▸ **What you are asked to do**
Make an exact copy of the entries below with the pictures removed.

▸ **Data to use**
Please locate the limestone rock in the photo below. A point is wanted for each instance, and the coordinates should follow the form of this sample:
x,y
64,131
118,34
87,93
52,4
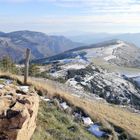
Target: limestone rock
x,y
18,113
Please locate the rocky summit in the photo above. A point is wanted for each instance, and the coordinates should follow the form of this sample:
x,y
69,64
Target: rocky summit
x,y
114,87
18,110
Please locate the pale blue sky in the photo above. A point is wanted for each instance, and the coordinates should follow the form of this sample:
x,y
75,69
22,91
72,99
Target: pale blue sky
x,y
51,16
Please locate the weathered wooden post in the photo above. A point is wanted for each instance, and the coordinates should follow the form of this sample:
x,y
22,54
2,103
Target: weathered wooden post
x,y
26,70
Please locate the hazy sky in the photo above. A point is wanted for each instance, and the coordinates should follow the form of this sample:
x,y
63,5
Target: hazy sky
x,y
70,15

▸ **Answer section**
Please locate the limestone rock in the photo below. A point is wanted for each instance, and the coordinates should follow the form of this sample:
x,y
64,131
118,34
87,93
52,4
Target: limestone rock
x,y
18,113
Please locate the rocky summit in the photo above. A point is wanted for each instance, and the coordinates should follow the form of this sample:
x,y
69,64
Target: rocky summit
x,y
114,87
18,110
Please locate the pale blue sky in the photo above. A point is wanted for each instance, and the coordinates should follow the form of this sample:
x,y
75,69
22,91
72,99
Target: pale blue sky
x,y
51,16
Please locate the weathered wooden post in the photo above. A point is wanted for each instance, and the coordinates should follow the form of this sample:
x,y
22,54
2,103
Target: weathered wooden post
x,y
26,70
Please locate the hazy sky in the photo above. A point is wanted for each instance, and the coordinates should follow the form of this sample:
x,y
63,5
Target: hazy sky
x,y
70,15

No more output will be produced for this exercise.